About this task -
Copy out each line of the material that includes the word "positive".

[Records to use — start]

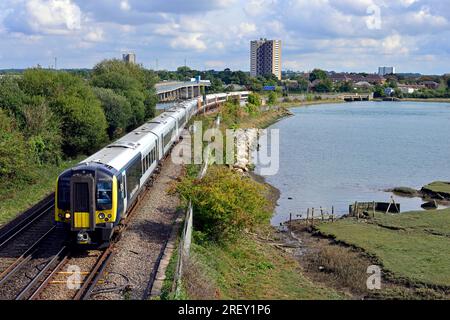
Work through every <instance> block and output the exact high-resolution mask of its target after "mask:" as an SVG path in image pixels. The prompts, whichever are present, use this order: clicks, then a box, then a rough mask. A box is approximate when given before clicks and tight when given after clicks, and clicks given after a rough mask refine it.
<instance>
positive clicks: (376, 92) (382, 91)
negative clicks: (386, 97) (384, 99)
mask: <svg viewBox="0 0 450 320" xmlns="http://www.w3.org/2000/svg"><path fill="white" fill-rule="evenodd" d="M373 96H374V98H383V97H385V96H386V94H385V93H384V88H383V87H382V86H380V85H378V84H377V85H376V86H375V87H374V89H373Z"/></svg>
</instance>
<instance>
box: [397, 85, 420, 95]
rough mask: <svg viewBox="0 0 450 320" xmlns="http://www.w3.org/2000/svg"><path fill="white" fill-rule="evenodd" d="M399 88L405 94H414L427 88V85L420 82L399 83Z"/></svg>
mask: <svg viewBox="0 0 450 320" xmlns="http://www.w3.org/2000/svg"><path fill="white" fill-rule="evenodd" d="M398 88H399V89H400V91H401V92H402V93H404V94H412V93H414V92H416V91H418V90H421V89H425V88H426V87H425V86H424V85H418V84H399V85H398Z"/></svg>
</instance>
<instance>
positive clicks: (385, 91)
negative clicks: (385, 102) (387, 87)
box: [384, 88, 395, 97]
mask: <svg viewBox="0 0 450 320" xmlns="http://www.w3.org/2000/svg"><path fill="white" fill-rule="evenodd" d="M394 93H395V90H394V89H392V88H386V89H384V94H385V95H387V96H388V97H391V96H392V95H393V94H394Z"/></svg>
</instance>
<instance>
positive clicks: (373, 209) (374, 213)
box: [373, 201, 376, 219]
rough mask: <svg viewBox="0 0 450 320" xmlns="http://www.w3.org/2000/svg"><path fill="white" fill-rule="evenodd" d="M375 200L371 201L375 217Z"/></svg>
mask: <svg viewBox="0 0 450 320" xmlns="http://www.w3.org/2000/svg"><path fill="white" fill-rule="evenodd" d="M375 206H376V205H375V201H374V202H373V218H374V219H375Z"/></svg>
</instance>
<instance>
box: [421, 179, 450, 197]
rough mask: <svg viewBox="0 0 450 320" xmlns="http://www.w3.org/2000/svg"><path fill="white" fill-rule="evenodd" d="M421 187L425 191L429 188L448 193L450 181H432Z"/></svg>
mask: <svg viewBox="0 0 450 320" xmlns="http://www.w3.org/2000/svg"><path fill="white" fill-rule="evenodd" d="M423 189H424V190H425V191H427V190H429V191H431V192H434V193H442V194H446V195H450V182H443V181H436V182H432V183H430V184H428V185H426V186H425V187H423Z"/></svg>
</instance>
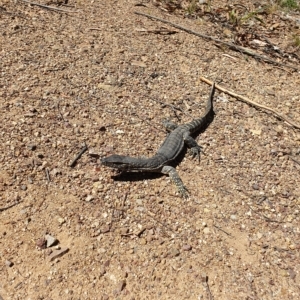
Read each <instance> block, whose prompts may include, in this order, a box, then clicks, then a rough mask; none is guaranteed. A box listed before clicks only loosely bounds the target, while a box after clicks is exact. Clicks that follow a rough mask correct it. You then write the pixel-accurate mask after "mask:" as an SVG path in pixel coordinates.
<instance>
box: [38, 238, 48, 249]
mask: <svg viewBox="0 0 300 300" xmlns="http://www.w3.org/2000/svg"><path fill="white" fill-rule="evenodd" d="M46 244H47V241H46V240H45V239H43V238H42V239H38V240H37V241H36V246H37V247H39V248H40V249H45V248H46Z"/></svg>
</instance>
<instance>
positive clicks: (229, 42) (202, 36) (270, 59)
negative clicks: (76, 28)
mask: <svg viewBox="0 0 300 300" xmlns="http://www.w3.org/2000/svg"><path fill="white" fill-rule="evenodd" d="M134 13H135V14H137V15H140V16H144V17H147V18H149V19H153V20H156V21H160V22H162V23H165V24H169V25H171V26H173V27H175V28H178V29H180V30H183V31H185V32H188V33H190V34H193V35H196V36H199V37H201V38H204V39H207V40H210V41H214V42H216V43H219V44H223V45H226V46H227V47H229V48H230V49H232V50H235V51H238V52H241V53H244V54H247V55H249V56H252V57H255V58H257V59H260V60H263V61H265V62H268V63H271V64H274V65H279V66H283V67H287V68H291V69H294V70H296V71H300V69H299V68H297V67H294V66H290V65H287V64H284V63H281V62H277V61H275V60H273V59H270V58H269V57H266V56H263V55H260V54H258V53H255V52H254V51H252V50H251V49H248V48H245V47H241V46H237V45H235V44H232V43H230V42H225V41H221V40H219V39H216V38H214V37H212V36H209V35H206V34H202V33H199V32H196V31H194V30H191V29H188V28H185V27H183V26H181V25H177V24H175V23H172V22H170V21H167V20H164V19H161V18H158V17H154V16H151V15H148V14H144V13H140V12H134Z"/></svg>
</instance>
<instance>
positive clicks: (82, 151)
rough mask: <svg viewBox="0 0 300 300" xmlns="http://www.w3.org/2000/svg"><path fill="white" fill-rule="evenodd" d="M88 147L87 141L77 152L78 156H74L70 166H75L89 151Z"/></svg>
mask: <svg viewBox="0 0 300 300" xmlns="http://www.w3.org/2000/svg"><path fill="white" fill-rule="evenodd" d="M87 149H88V147H87V145H86V143H84V147H83V148H82V150H81V151H80V152H79V153H78V154H77V156H76V157H75V158H74V160H73V161H72V162H71V164H70V167H71V168H73V167H75V165H76V162H77V160H78V159H79V158H80V157H81V155H82V154H83V153H84V152H85V151H87Z"/></svg>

[Records to use — finish]

Exercise result -
positive clicks: (376, 92) (382, 91)
positive clicks: (385, 91)
positive clicks: (373, 209) (374, 213)
positive clicks: (229, 42) (202, 36) (270, 59)
positive clicks: (82, 151)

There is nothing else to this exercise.